To do>
1. Translate this sentence from the article on selling broiler chicks into Spanish: "In Tanzania and Uganda, the farmer sells his broiler chicks at Sh75 while in Kenya, the same goes for as low as Sh40."
2. Duplicate the passage of the article on selling broiler chicks from "Some cluck, others" up to and including "the neighbouring countries.".

Text section>
------------------------------------------------

Why I sell my broiler chicks in Tanzania and Uganda

Charles Gitata in his poultry farm in Nyeri. PHOTO | BONIFACE MWANGI | NATION MEDIA GROUP

What you need to know:

  • His business has grown since then, expanding particularly after he started breeding and rearing broilers for hotels and lodges.
  • For the chicks, Gitata, who holds a Diploma in Poultry Management from Harper Adams Agricultural Collage in London, says high demand and good prices in Tanzania and Uganda have made him explore the markets.
  • A farmer is required to have an import permit from the importing country and export licence from the Ministry of Livestock and Fisheries to sell the chicks in the countries.

Some cluck, others flap their wings or feed from the troughs, while the rest laze about in the chicken coop on the five-acre farm in King’ong’o, Nyeri.

Farmer Charles Gitata opens the door of the poultry house measuring 54 by 130 feet, one of the five he has.

The birds, kept under the deep litter system and are of the broiler breed, mob him as he adds feeds in the tube feeders.

The farmer rears the broilers for meat, which he sells to hotels, and hatches chicks for clients in the neighbouring countries.

In a week, he produces more than 15,000 broiler chicks from his breeding stock (broiler breeders), which comprises of 3,400 hens and 300 cockerels.

“My incubator has a capacity of 30,000 eggs. I sell 80 per cent of all the broiler meat to hotels, lodges and households in Nyeri and Nairobi counties at between Sh270-Sh300 per bird.”

For the chicks, Gitata, who holds a Diploma in Poultry Management from Harper Adams Agricultural Collage in London, says high demand and good prices in Tanzania and Uganda have made him explore the markets.

In Tanzania and Uganda, the farmer sells his broiler chicks at Sh75 while in Kenya, the same goes for as low as Sh40.

“I thank it all to my wife Saida Juma who has several friends in Tanzania.  She was instrumental in helping me focus on the two countries by getting me my first customers as prices in the local market went down,” says Gitata, who is the CEO of the business that he has been running since 1993.

Through the business, the farmer is following in the footsteps of his father, Robert Gitata (now deceased). The elder Gitata was rearing turkeys in Nyeri that he sold to Nairobi Airport Services, which operates at the Jomo Kenyatta International Airport.

And when the young Gitata completed his studies in London in 1989, he returned home and partnered with his father before they parted ways and he started his poultry farm that he christened ‘Nyeri Hatchery’.

It dealt with production of broiler meat and broiler chicks from a breeding stock of 500 hens and for meat production, branding the produce Country Fresh Meat. The brand name remains to date.

EXPANDING

“I set up the business with Sh350,000 that I received from my father as a soft loan. With the money, I bought the breeding stock and constructed poultry houses,” says Gitata, who later merged his business with that of his father.

His business has grown since then, expanding particularly after he started breeding and rearing broilers for hotels and lodges.

------------------------------------------------

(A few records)
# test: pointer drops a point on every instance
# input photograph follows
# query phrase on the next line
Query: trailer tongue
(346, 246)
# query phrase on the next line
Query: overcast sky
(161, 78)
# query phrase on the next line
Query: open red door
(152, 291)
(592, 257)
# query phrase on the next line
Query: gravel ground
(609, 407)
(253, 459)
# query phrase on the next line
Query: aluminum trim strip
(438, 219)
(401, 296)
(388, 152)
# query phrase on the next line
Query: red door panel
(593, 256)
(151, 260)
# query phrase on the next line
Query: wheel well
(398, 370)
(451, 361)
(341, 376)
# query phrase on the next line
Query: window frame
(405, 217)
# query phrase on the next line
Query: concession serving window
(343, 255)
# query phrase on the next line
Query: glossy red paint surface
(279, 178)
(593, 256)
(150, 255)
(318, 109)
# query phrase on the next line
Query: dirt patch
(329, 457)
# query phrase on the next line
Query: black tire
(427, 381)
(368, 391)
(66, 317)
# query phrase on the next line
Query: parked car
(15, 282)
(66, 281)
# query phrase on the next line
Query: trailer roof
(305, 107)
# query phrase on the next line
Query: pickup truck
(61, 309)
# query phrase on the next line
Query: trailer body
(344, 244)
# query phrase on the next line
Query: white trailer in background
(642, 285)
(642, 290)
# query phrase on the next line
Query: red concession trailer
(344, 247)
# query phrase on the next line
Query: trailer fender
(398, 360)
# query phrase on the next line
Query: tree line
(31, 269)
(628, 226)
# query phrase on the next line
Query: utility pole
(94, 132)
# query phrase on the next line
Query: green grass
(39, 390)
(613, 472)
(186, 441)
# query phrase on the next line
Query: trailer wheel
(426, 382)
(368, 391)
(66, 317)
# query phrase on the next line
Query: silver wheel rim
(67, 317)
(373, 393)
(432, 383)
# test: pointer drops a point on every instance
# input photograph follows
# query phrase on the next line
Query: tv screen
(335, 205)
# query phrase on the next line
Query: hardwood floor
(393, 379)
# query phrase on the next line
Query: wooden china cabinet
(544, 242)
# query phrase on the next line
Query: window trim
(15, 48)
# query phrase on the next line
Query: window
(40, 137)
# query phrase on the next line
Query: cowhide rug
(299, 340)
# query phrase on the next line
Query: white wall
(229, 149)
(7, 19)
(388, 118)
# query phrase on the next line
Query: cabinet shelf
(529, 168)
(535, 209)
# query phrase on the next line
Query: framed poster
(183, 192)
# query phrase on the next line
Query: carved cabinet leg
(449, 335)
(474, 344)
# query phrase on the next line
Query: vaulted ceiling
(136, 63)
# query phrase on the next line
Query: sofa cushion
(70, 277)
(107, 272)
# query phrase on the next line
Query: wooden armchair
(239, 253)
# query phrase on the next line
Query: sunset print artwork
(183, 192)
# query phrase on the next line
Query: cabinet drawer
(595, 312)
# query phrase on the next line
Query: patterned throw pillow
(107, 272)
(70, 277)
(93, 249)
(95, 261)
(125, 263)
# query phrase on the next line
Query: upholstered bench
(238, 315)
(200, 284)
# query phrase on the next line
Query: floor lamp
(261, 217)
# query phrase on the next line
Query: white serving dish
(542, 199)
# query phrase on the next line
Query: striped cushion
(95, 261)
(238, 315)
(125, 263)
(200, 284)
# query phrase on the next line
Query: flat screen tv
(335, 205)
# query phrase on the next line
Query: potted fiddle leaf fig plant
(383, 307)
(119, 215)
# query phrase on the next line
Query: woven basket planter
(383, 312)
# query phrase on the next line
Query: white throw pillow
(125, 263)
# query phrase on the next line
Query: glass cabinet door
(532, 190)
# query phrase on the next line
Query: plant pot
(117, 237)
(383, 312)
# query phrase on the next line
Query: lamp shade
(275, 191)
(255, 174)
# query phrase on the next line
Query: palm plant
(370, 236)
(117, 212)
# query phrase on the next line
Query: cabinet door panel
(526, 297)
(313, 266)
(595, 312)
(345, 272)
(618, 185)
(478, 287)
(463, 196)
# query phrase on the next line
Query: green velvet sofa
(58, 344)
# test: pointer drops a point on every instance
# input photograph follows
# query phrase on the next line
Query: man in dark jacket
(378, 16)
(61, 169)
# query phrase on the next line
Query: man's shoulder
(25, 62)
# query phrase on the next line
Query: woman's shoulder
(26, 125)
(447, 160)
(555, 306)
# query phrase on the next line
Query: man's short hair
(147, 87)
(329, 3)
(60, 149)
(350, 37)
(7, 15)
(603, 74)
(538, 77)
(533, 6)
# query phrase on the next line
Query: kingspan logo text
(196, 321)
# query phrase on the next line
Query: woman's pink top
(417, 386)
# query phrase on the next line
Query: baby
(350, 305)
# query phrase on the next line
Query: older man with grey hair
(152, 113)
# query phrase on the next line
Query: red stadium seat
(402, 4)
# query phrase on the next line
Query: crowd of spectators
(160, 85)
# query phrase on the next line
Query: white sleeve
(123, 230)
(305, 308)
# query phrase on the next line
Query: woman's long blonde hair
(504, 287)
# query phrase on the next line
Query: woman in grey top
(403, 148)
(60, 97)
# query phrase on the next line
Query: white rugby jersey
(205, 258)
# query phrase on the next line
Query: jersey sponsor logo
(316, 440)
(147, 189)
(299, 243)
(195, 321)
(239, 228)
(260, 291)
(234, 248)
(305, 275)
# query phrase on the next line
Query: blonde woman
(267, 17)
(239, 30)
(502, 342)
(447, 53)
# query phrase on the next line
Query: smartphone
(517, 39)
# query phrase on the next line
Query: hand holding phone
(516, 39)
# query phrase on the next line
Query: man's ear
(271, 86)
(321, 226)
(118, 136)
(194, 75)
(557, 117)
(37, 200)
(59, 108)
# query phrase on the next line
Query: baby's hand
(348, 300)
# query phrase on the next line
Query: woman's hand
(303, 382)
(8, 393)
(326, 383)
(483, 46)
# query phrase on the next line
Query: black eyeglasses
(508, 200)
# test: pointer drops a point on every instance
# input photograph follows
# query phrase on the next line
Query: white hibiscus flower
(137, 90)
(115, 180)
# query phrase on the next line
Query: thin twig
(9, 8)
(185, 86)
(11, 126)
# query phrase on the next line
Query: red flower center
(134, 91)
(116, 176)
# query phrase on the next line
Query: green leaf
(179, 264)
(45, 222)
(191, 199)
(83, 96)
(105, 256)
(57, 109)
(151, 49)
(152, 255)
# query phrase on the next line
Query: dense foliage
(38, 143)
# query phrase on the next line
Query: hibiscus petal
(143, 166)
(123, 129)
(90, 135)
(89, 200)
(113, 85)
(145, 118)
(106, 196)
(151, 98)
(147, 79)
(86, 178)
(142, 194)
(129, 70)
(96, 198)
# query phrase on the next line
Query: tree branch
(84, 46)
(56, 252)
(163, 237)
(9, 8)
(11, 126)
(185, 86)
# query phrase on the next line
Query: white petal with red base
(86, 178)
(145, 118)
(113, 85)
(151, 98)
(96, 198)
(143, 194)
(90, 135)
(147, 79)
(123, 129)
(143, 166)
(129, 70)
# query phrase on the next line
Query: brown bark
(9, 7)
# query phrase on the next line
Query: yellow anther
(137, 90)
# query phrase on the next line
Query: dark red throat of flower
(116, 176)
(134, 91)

------------------------------------------------

Results in order>
1. En Tanzania y Uganda, el granjero vende sus pollitos de engorde a Sh75, mientras que en Kenia los mismos se venden por tan solo Sh40.

2.
Some cluck, others flap their wings or feed from the troughs, while the rest laze about in the chicken coop on the five-acre farm in King’ong’o, Nyeri.

Farmer Charles Gitata opens the door of the poultry house measuring 54 by 130 feet, one of the five he has.

The birds, kept under the deep litter system and are of the broiler breed, mob him as he adds feeds in the tube feeders.

The farmer rears the broilers for meat, which he sells to hotels, and hatches chicks for clients in the neighbouring countries.